It looks like median
over a window function
is not supported, but somehow error message is not explicitly saying that. Is there another way to calculate median over rolling window?
import pyspark # 3.4.1
from pyspark.sql import SparkSession
spark = SparkSession.builder.getOrCreate()
df = spark.createDataFrame(
[
(4, 5),
(3, 10),
(2, 15),
(1, 20)
],
('id1', 'v1')
)
df.createOrReplaceTempView("x")
spark.sql('select median(v1) over (order by id1 rows between 2 preceding and current row) as v1 from x').collect()
Traceback (most recent call last):
File "<stdin>", line 1, in <module>
File "/home/jan/.local/lib/python3.8/site-packages/pyspark/sql/session.py", line 1440, in sql
return DataFrame(self._jsparkSession.sql(sqlQuery, litArgs), self)
File "/home/jan/.local/lib/python3.8/site-packages/py4j/java_gateway.py", line 1322, in __call__
return_value = get_return_value(
File "/home/jan/.local/lib/python3.8/site-packages/pyspark/errors/exceptions/captured.py", line 175, in deco
raise converted from None
pyspark.errors.exceptions.captured.AnalysisException: Cannot specify order by or frame for 'median'.; line 1 pos 7;
Project [v1#4]
+- Project [v1#1L, id1#0L, v1#4, v1#4]
+- Window [median(v1#1L) windowspecdefinition(id1#0L ASC NULLS FIRST, specifiedwindowframe(RowFrame, -2, currentrow$())) AS v1#4], [id1#0L ASC NULLS FIRST]
+- Project [v1#1L, id1#0L]
+- SubqueryAlias x
+- View (`x`, [id1#0L,v1#1L])
+- LogicalRDD [id1#0L, v1#1L], false
Removing order by id1
, which is obviously not desirable, does not make any difference.
I was having the same issue, BUT, since Spark 3.5.0, percentile
function is available, which returns the exact wanted percentile (therefore, 0.5 for median value) (doc ref: pyspark.sql.functions.percentile)
Apply to your case:
df = spark.createDataFrame(
[
(4, 5),
(3, 10),
(2, 15),
(1, 20)
],
('id1', 'v1')
)
df.createOrReplaceTempView("x")
display(spark.sql('''
select
x.*,
percentile(v1, 0.5) over (
order by id1
rows between 2 preceding and current row
) as median
from x
order by id1
'''))
Plain PySpark version :
window = Window \
.orderBy('id1') \
.rangeBetween(-2, Window.currentRow)
display(
df.withColumn('median', percentile('v1', 0.5).over(window))
)
Both return the same result:
id1 | v1 | median |
---|---|---|
1 | 20 | 20 |
2 | 15 | 17.5 |
3 | 10 | 15 |
4 | 5 | 10 |

--- Records provided ---
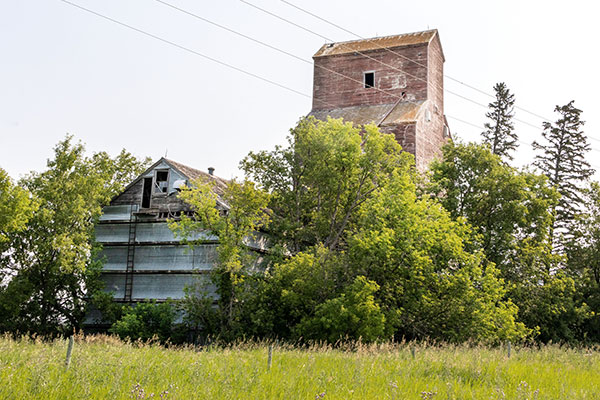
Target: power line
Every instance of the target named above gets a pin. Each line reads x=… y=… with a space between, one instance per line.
x=186 y=49
x=485 y=106
x=423 y=65
x=520 y=141
x=414 y=61
x=226 y=64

--- Goals ---
#1 Answer these from the median thread:
(a) Which PySpark version is noted next to the import line?
(b) Since which Spark version is the percentile function available?
(c) What median does the result table show for id1 value 2?
#2 Write out everything from "spark.sql('select median(v1) over" down to "DataFrame(self._jsparkSession.sql(sqlQuery, litArgs), self)" in the median thread, swapping "2 preceding" for "3 preceding".
#3 For each statement, say whether it agrees with the median thread:
(a) The error message says an order by or frame cannot be specified for median.
(b) Removing order by id1 makes the query work.
(c) The SQL version and the plain PySpark version return different results.
The entries have no role in this work.

--- List of solutions ---
#1
(a) 3.4.1
(b) 3.5.0
(c) 17.5

#2
spark.sql('select median(v1) over (order by id1 rows between 3 preceding and current row) as v1 from x').collect()
Traceback (most recent call last):
File "<stdin>", line 1, in <module>
File "/home/jan/.local/lib/python3.8/site-packages/pyspark/sql/session.py", line 1440, in sql
return DataFrame(self._jsparkSession.sql(sqlQuery, litArgs), self)

#3
(a) Yes: "Cannot specify order by or frame for 'median'."
(b) No: "does not make any difference."
(c) No: "Both return the same result"